● **Passage**:

Brain, Vol. 122, No. 2, 181-182,
February 1999
© 1999 Oxford University Press
Editorial |
Metalloproteinases and specific inhibitors in multiple sclerosis: from blood to brain or vice versa?
Rega Institute for Medical Research, University of Leuven, Belgium
During the last two decades the understanding of the molecular basis of antigen capture, processing, presentation and recognition has grown enormously, and it is everyone's hope that the knowledge of specific tolerance induction, molecular mimicry, epitope spreading and auto-antibody formation will be translated into better treatments for autoimmune diseases. However, if one examines current treatments with proven usefulness in multiple sclerosis e.g. corticosteroids, ß-interferon and copolymer-1, it can be seen that these are all indirectly linked to the above concepts and are nonspecific immunologically. This observation is important for the multiple sclerosis society because it should not only catalyse further research into developing immunologically specific treatments, but also stimulate those who envisage that inducible cytokines, chemokines and enzymes might constitute important nonspecific targets for treatment.
Inflammatory reactions, including those observed in autoimmune diseases such as multiple sclerosis, are triggered. The interplay between possible aetiological agents, the immune system and the genetic constitution of the host has been evaluated in prototypic studies and in animal models of autoimmune diseases. For example, many researchers attempted to associate viral or other microbial infections with multiple sclerosis, to define elements of the specific arm of immunity, i.e. autoreactive T-cell clones or antibody specificities, to decipher the role of disease-promoting or disease-limiting cytokines and to determine by genome scanning studies the genes involved in multiple sclerosis. None of these single elements can explain fully the pathogenesis of multiple sclerosis, but it is increasingly appreciated that the interplay between these different factors is crucial in vivo and might be a suitable target in the fight against multiple sclerosis. The interactions between nonspecific effector molecules of leucocytes and other cells involved in immune reactions, namely cytokines, chemokines, proteases, inhibitors and antigenic peptides, were viewed as being likely to have practical consequences for the multiple sclerosis patients (Opdenakker and Van Damme, 1994
). This issue of Brain contains such an application-oriented report (Lee et al., 1998). These authors combined clinical, MRI-data and laboratory findings, tackled the issue of the balances between proteases and inhibitors (the `protease-load') and described relevant means for patient stratification.

● **Work order**:
Reproduce the part of the multiple sclerosis editorial starting with "Brain, Vol. 122, No." and going on through "or vice versa?". The rows come from a separate source.

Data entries
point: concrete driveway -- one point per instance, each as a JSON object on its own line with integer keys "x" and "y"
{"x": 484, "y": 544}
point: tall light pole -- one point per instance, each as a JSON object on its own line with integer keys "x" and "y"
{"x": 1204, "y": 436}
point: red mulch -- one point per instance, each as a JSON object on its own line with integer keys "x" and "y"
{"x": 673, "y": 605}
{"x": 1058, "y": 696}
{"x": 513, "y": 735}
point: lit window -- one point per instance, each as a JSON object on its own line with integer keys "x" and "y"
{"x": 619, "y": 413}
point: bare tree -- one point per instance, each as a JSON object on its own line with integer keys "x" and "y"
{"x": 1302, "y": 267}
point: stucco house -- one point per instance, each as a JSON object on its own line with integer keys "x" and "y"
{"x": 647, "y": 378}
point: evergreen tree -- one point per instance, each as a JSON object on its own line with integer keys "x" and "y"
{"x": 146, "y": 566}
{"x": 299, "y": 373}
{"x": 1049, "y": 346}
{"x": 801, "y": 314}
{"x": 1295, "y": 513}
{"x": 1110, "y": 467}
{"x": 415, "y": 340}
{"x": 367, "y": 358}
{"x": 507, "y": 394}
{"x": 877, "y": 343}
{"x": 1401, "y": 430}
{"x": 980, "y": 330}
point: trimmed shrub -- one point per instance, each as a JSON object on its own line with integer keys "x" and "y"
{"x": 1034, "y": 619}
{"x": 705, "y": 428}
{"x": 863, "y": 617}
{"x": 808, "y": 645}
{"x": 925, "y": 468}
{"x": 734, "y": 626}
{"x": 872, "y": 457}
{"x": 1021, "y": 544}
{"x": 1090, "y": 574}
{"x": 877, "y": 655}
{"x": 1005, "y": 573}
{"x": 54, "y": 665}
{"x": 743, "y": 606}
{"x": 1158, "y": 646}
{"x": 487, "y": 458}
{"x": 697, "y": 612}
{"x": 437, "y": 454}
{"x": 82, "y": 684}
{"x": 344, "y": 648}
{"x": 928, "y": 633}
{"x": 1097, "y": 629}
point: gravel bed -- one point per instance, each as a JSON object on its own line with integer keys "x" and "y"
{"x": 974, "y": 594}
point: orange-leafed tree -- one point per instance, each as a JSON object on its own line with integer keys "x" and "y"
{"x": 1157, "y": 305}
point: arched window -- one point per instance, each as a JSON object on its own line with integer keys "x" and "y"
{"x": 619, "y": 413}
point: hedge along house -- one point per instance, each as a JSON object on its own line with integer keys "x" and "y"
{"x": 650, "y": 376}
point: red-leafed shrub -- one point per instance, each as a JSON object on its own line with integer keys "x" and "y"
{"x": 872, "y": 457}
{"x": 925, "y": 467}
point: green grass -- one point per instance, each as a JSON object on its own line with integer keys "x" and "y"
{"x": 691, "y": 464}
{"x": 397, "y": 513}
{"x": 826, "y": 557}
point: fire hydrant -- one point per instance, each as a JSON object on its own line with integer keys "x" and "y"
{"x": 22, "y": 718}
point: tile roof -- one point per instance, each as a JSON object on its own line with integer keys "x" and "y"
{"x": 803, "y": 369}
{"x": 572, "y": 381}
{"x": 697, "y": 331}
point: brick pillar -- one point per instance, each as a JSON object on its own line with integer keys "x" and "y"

* * *

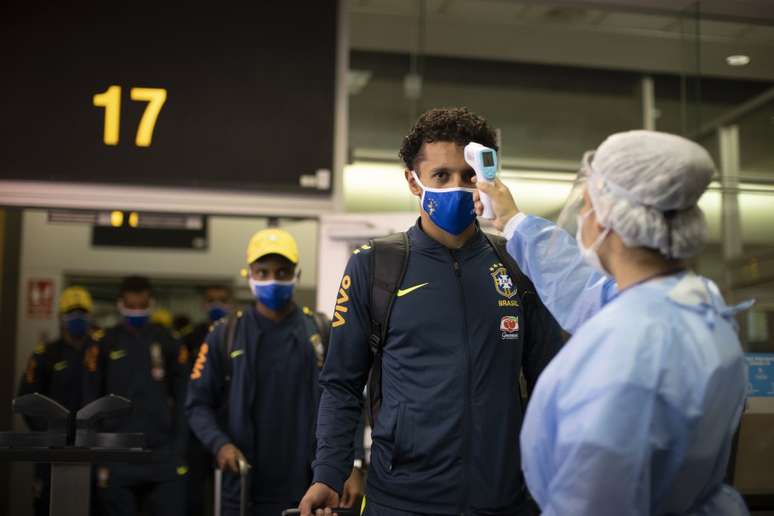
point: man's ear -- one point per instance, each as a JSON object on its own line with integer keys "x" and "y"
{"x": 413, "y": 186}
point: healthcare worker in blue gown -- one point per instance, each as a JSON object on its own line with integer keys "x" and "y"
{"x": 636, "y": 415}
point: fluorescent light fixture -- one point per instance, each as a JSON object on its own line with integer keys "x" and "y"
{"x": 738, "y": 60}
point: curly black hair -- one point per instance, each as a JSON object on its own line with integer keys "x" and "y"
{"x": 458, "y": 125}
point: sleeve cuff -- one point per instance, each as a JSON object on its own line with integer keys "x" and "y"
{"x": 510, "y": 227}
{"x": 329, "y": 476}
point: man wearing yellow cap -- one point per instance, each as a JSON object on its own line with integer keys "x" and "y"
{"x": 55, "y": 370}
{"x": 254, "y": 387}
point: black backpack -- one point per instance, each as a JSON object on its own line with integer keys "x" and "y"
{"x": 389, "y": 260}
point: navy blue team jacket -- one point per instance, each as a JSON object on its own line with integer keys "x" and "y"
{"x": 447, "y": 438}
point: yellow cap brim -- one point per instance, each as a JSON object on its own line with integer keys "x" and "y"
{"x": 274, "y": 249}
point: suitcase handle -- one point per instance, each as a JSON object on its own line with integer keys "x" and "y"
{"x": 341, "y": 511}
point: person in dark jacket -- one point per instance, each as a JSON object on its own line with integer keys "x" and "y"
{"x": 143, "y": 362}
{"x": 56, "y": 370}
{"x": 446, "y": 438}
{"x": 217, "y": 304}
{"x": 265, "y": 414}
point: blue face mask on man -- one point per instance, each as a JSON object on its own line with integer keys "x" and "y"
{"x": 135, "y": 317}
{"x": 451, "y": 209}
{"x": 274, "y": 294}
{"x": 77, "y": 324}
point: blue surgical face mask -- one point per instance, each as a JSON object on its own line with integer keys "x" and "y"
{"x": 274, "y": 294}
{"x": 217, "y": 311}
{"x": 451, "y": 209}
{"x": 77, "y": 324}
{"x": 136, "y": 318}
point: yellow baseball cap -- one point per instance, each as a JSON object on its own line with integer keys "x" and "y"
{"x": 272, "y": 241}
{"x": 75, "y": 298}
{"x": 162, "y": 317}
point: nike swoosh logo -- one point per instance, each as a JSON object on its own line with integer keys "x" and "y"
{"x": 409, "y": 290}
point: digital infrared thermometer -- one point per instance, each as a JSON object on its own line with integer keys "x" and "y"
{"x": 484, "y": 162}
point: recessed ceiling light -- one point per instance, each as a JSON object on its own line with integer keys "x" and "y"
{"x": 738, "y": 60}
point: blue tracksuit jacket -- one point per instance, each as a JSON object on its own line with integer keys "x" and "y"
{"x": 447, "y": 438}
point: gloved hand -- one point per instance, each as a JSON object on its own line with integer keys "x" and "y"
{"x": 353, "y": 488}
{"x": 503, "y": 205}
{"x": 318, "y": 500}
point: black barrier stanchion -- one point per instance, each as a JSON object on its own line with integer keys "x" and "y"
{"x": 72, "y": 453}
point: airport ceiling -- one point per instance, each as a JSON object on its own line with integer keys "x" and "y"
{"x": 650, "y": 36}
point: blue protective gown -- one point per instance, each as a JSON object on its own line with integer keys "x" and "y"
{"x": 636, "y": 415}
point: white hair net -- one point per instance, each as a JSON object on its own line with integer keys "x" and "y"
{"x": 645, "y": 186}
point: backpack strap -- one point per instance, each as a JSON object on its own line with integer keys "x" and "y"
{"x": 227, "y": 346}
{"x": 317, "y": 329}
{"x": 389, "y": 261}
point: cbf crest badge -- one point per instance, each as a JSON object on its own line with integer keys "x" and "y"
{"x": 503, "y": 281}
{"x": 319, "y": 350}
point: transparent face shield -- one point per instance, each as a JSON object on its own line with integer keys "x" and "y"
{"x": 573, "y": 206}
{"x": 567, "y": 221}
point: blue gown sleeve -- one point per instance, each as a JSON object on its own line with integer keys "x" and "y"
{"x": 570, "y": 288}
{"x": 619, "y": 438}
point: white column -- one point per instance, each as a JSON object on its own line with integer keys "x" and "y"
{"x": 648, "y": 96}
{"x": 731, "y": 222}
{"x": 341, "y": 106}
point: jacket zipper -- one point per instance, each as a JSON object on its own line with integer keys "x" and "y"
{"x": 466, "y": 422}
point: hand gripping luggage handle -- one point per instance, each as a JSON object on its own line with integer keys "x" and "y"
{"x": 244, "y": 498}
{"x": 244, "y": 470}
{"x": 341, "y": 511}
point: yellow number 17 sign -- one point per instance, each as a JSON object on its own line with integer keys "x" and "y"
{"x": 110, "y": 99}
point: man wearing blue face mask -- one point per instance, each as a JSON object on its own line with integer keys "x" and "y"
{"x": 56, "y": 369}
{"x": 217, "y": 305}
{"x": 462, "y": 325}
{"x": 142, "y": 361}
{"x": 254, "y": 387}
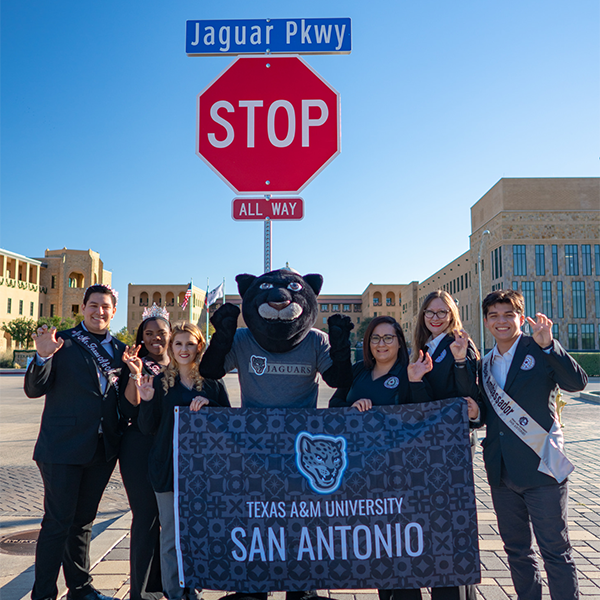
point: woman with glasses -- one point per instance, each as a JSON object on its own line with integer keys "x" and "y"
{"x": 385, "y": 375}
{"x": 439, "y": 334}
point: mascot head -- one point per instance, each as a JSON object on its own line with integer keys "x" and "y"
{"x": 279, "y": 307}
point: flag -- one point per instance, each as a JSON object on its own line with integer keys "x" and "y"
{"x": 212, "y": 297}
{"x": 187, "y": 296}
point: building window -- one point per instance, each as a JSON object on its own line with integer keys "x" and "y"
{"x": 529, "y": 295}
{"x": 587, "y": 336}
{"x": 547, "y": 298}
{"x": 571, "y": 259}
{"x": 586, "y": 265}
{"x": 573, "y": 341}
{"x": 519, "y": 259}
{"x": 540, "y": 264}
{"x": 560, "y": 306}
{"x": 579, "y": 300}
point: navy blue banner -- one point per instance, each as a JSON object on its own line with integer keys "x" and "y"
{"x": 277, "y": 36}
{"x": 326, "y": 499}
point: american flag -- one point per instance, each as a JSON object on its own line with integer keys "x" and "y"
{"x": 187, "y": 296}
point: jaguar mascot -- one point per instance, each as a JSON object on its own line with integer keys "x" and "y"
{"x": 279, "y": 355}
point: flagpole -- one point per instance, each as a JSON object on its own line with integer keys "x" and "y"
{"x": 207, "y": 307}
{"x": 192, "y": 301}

● **Answer area**:
Brain, Vol. 122, No. 2, 181-182,
February 1999
© 1999 Oxford University Press
Editorial |
Metalloproteinases and specific inhibitors in multiple sclerosis: from blood to brain or vice versa?